Extract to read =
This article was first published on The Online Citizen
OPINION — M Ravi was once famed for his brilliant oratorical skills and taking on cases that many would shy away from. These days, he is more commonly known for his buffoonish behaviour and baseless tirades on Facebook Live. He has become, as the image above suggests, a ghost of his former self.
When viewed in the context of how he has been medically diagnosed with bipolar disorder, one may be able to understand why he is behaving in such a manner. M Ravi has had manic relapses in the past, and the consequences of such relapses have ranged from being forcibly remanded in the Institute of Mental Health (“IMH”) to, more recently, being denied a practicing certificate.
By his own admission and the accounts of those close to him, he has consistently refused to seek treatment and take his pills. He has also lashed out, which some may say is an understatement, at anyone around him who suggests that he rests or seeks professional help.
Armed with Facebook Live, he now has a new outlet that gives him access to thousands of people who tune in for entertainment, where he proceeds to bash those who have stood by him.
One such example is criminal and human rights lawyer, Mr Eugene Thuraisingam. When Ravi was suspended from the Bar, Mr Thuraisingam helped him argue against his suspension in court. Mr Thuraisingam also offered him a job as Head Knowledge Manager — as Ravi is now a non-practising lawyer — at his firm.
In the infancy of his current manic relapse, Ravi lambasted Mr Thuraisingam on a Facebook Live video. Even after that, Mr Thuraisingam accepted his apology and allowed him back into the firm. Since then, Mr Thuraisingam realized that Ravi’s repeated harassment of his staff and his frequent baseless denunciations of him and the firm could not be tolerated any longer, and he proceeded to terminate his contract.
From his former employer to civil society activists, many good people have fallen victim to Ravi’s ire. Those who have known Ravi for a long time have opined that this manic relapse, with the availability of Facebook Live, has been the worst.
During past relapses, he has been known to cross-dress, dance and hug trees. Most of the time, his actions have only affected those close to him and himself. However, over the past two weeks, his actions have adversely affected a literal life-and-death situation.
Over his legal career, Ravi has taken on many death penalty cases. The most famous, arguably, was that of Yong Vui Kong’s, where Ravi helped him escape the noose. Needless to say, he took on those cases when he was mentally fit. In the past, he also has been reasonable enough to relinquish all cases, especially capital cases, to other lawyers during his manic relapses. But not this time.

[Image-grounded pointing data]

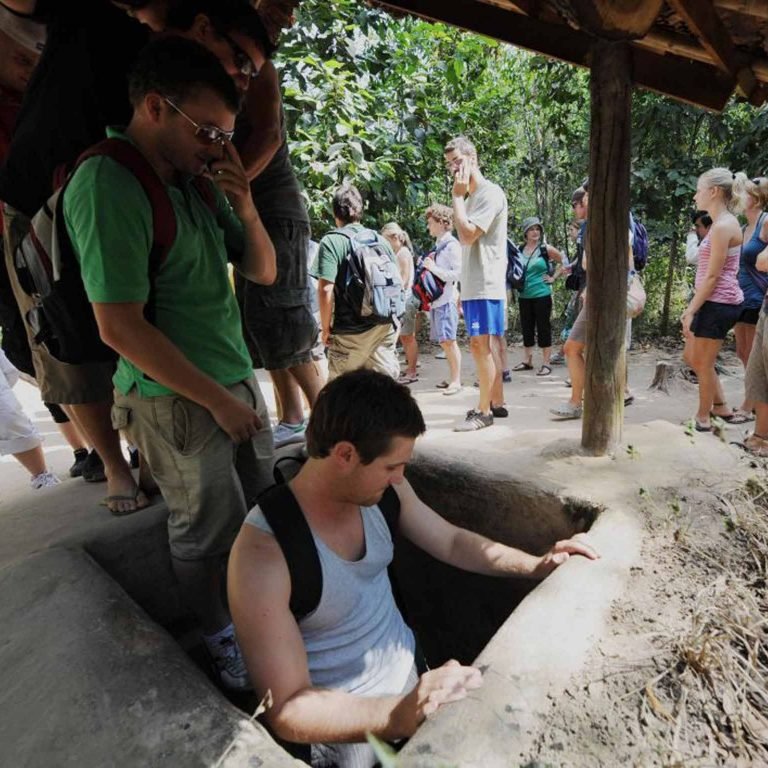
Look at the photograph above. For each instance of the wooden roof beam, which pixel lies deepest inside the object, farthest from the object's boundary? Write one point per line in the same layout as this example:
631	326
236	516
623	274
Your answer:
702	19
693	82
755	8
616	19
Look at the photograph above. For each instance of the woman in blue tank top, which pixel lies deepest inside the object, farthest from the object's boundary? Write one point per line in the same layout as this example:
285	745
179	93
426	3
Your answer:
753	283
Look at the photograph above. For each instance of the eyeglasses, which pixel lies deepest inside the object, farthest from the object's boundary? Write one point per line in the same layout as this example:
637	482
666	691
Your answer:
246	66
205	134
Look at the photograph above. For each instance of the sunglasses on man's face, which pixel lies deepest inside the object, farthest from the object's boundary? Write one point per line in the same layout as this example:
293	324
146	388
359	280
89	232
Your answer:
245	65
205	134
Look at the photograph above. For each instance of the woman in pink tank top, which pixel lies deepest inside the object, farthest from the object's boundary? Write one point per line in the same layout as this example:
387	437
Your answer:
716	305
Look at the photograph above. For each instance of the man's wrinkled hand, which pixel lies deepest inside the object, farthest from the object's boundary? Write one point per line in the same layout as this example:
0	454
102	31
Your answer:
446	684
561	553
237	419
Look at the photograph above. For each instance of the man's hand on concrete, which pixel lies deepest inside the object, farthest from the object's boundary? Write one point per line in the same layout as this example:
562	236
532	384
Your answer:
451	682
229	176
236	418
562	551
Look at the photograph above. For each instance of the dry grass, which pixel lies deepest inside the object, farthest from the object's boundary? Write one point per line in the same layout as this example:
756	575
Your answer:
711	699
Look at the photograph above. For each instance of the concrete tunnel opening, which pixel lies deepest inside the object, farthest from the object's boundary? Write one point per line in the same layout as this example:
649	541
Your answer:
454	614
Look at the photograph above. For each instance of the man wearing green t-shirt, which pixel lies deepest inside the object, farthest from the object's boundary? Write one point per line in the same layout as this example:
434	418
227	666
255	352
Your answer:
184	386
353	342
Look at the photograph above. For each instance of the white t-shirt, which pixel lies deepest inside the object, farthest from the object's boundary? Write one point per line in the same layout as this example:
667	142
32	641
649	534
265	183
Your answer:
484	263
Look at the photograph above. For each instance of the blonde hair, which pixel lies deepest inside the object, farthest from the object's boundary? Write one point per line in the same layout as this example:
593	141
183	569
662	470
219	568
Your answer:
393	229
462	145
730	183
757	188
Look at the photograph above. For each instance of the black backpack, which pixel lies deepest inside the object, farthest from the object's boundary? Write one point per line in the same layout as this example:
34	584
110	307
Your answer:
578	277
370	279
47	268
292	532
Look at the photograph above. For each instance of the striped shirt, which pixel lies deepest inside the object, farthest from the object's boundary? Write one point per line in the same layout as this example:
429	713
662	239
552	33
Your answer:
727	289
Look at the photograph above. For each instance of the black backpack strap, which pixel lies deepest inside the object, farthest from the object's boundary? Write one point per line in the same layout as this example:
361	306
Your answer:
290	527
390	509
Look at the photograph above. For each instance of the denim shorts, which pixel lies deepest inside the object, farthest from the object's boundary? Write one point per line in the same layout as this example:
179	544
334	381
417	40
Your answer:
443	322
714	320
484	317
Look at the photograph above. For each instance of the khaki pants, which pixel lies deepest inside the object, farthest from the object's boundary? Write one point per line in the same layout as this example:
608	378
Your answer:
207	481
373	349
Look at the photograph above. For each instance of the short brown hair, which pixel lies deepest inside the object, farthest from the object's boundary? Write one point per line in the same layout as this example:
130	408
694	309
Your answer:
462	145
442	214
578	196
348	203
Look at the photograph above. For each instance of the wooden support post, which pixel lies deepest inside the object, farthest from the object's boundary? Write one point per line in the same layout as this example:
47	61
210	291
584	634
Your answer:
607	246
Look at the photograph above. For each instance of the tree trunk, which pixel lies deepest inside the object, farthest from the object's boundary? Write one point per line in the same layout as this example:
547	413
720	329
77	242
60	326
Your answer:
607	246
671	271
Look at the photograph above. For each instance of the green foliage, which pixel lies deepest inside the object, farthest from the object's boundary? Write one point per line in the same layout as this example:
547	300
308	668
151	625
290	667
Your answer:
373	99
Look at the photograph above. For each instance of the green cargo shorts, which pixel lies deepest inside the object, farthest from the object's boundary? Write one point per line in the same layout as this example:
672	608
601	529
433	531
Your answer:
208	482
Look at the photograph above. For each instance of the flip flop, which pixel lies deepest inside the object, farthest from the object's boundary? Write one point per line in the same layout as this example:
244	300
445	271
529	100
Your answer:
734	417
117	497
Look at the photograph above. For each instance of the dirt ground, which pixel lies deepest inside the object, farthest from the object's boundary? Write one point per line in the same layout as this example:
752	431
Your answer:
680	678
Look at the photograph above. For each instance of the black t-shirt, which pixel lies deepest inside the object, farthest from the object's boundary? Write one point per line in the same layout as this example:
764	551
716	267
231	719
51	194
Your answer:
79	87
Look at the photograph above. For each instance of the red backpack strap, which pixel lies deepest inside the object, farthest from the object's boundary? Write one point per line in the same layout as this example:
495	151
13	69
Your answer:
163	215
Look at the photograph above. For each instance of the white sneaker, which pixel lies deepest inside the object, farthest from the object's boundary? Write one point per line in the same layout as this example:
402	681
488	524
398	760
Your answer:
44	480
230	665
286	434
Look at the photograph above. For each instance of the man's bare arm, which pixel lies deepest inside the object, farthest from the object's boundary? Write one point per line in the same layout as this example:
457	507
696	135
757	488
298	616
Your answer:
24	7
262	105
124	328
325	304
259	593
473	552
465	229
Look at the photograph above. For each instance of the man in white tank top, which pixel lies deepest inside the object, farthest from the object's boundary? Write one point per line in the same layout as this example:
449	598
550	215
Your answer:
346	668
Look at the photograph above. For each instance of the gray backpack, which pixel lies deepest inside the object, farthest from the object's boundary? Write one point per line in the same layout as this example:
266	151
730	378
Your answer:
370	278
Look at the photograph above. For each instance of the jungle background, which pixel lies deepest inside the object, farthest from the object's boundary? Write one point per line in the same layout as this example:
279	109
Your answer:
372	99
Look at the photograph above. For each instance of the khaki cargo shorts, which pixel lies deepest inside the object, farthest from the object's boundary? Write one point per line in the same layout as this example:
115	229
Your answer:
208	482
374	349
60	383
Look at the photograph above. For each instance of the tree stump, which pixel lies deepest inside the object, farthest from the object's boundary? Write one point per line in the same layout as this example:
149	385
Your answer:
664	376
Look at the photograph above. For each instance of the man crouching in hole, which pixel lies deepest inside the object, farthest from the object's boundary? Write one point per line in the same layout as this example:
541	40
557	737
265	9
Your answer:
346	667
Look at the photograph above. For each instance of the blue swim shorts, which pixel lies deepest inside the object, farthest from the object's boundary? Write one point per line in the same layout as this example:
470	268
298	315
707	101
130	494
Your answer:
484	317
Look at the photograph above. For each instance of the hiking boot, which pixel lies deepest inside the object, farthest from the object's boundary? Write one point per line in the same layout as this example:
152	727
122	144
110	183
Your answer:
230	666
81	456
44	480
474	421
287	434
93	469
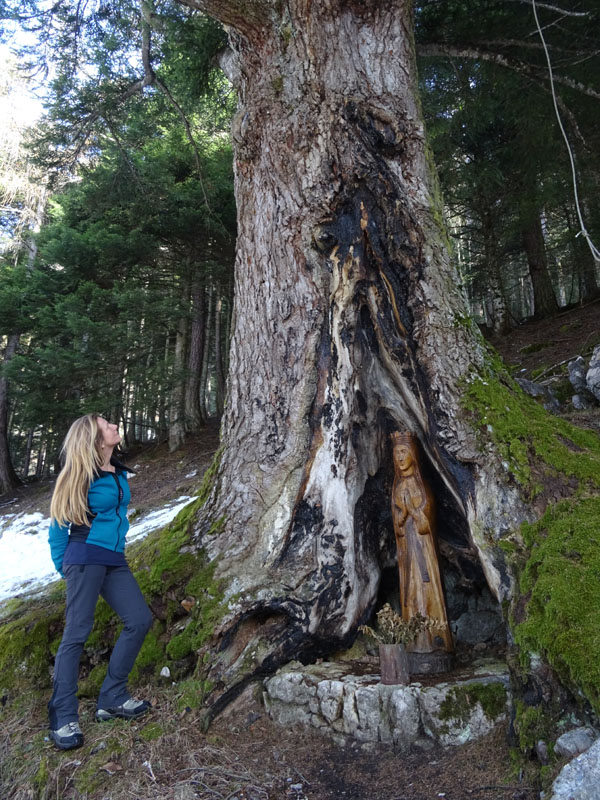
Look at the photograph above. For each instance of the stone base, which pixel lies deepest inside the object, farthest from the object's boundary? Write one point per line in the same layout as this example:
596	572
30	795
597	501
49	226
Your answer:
347	705
430	663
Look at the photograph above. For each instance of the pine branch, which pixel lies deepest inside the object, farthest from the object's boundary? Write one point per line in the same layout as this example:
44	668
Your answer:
475	54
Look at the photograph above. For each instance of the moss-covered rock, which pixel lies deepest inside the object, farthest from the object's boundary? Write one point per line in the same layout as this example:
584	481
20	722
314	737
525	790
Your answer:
530	440
561	585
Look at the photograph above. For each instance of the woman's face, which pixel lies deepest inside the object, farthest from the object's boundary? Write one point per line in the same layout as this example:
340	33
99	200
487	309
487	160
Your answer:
403	457
109	432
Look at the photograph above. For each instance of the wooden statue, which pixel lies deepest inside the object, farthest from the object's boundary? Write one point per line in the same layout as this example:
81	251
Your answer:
414	526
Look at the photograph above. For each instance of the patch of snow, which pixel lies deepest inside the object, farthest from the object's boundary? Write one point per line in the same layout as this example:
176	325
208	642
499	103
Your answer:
25	563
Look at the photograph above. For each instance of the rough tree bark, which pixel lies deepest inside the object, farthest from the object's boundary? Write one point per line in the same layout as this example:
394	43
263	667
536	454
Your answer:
193	417
348	323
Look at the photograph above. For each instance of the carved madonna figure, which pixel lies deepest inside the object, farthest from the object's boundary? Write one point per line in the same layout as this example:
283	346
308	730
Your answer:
414	526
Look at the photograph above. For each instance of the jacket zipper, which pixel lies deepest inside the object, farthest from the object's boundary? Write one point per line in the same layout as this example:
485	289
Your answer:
120	490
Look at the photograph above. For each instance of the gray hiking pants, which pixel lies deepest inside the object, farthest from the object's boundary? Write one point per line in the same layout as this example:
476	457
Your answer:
85	583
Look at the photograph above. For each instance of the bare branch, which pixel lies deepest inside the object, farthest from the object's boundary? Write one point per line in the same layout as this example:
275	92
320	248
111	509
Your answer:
557	9
471	53
245	16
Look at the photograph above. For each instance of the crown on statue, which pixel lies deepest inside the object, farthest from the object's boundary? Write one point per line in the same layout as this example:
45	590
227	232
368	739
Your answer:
402	437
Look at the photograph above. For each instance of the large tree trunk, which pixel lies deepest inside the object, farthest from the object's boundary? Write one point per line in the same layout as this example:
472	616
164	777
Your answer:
348	324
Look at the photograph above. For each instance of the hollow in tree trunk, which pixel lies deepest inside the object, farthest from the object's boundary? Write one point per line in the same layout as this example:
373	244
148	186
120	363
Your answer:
348	323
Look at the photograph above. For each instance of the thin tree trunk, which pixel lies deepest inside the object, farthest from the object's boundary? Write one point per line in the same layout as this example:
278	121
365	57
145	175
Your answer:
8	477
27	456
204	378
495	299
176	409
219	372
193	415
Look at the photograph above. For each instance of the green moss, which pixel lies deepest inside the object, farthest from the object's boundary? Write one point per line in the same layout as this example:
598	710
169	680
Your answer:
152	654
25	646
40	781
151	732
561	580
208	609
89	777
535	347
525	434
277	84
535	723
164	564
460	701
217	526
90	685
191	693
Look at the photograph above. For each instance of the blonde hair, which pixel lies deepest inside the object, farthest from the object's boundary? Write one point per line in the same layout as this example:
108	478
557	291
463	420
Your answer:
81	452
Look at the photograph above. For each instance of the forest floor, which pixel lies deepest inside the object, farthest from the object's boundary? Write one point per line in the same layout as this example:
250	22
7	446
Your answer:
244	756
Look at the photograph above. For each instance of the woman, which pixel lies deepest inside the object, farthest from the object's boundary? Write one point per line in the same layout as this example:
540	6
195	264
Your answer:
87	540
421	589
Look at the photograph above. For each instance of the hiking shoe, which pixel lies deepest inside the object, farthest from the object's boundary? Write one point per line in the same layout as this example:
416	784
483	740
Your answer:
129	710
68	737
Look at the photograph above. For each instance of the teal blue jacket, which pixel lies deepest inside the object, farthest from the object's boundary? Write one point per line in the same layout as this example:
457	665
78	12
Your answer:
108	498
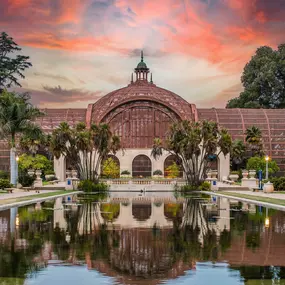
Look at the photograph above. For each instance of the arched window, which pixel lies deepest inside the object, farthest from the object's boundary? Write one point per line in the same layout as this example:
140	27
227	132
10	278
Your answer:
110	167
170	169
141	166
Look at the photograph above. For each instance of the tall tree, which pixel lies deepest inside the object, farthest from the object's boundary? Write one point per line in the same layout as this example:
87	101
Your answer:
17	117
85	148
254	141
238	151
263	79
193	143
11	67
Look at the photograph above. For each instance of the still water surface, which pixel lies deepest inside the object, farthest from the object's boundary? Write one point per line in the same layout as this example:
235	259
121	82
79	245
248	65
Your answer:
151	238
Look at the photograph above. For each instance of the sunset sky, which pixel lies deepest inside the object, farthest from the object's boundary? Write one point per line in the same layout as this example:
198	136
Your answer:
83	49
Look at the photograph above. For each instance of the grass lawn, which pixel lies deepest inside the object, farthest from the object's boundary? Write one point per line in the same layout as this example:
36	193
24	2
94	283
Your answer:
31	197
255	198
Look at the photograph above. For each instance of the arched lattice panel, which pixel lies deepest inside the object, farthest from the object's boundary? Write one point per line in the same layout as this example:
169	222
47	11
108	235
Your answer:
137	123
141	166
170	160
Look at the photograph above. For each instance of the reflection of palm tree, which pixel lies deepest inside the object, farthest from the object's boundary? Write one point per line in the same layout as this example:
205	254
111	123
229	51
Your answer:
89	218
194	216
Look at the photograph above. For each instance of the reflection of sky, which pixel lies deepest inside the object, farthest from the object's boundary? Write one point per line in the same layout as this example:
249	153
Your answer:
209	274
205	274
77	275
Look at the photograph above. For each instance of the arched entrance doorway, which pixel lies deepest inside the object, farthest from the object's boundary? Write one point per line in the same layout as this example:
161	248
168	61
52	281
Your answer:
141	166
173	167
110	167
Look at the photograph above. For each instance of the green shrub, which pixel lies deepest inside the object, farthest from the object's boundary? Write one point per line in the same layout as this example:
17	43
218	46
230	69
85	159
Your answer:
205	186
186	188
25	179
278	183
89	186
4	174
5	183
157	172
52	178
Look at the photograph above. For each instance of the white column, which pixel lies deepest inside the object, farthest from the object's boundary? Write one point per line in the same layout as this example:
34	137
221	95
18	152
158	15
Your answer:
223	166
59	168
14	167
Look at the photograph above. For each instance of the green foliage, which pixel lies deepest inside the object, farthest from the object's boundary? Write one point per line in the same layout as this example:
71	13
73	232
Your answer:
4	174
259	163
25	179
172	171
194	142
84	148
254	141
159	172
5	183
89	186
278	183
11	67
17	116
205	186
35	162
110	168
263	79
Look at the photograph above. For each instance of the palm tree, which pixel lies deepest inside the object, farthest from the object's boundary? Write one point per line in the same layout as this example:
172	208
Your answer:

Prompt 1 = In the opinion piece about M Ravi, what job did Eugene Thuraisingam offer Ravi at his firm?
Prompt 2 = Copy the opinion piece about M Ravi from "One such example" to "at his firm.".
Prompt 3 = Write the next part of the opinion piece about M Ravi, picking up after its final sentence.

Written answer 1 = Head Knowledge Manager

Written answer 2 =
One such example is criminal and human rights lawyer, Mr Eugene Thuraisingam. When Ravi was suspended from the Bar, Mr Thuraisingam helped him argue against his suspension in court. Mr Thuraisingam also offered him a job as Head Knowledge Manager — as Ravi is now a non-practising lawyer — at his firm.

Written answer 3 =
M Ravi and the Case of Prabagaran
Prabagaran was executed by hanging at dawn on July 15 after a five-year battle in court. On the afternoon of July 13, Singapore’s apex court heard a final appeal for a stay of execution. As the issue before the courts was whether a case that has yet to run its course in Malaysia with regards to Praba’s right to a fair trial would justify a stay of execution, two human rights lawyers from the Malaysian Bar — Mr N Surendran MP and Mdm Latheefa Koya — assisted Mr Remy Choo Zhengxi, Praba’s counsel, at the hearing.
Mdm Latheefa and Mr N Surendran have taken on many high profile cases across the border, and they are the co-founders of Lawyers for Liberty.
M Ravi assisted Mr Kanagavijayan when he was representing Prabagaran in high court. Ravi was never lead counsel for Prabagaran at any point of time, but he was the point of contact for his family. During the time he was assisting Mr Vijayan, Ravi made Praba’s mother, Mdm Eswari, his domestic helper of sorts by making her cook and deliver lunch to his office. He didn’t pay her for her deeds, but actually demanded that she paid him for legal fees instead.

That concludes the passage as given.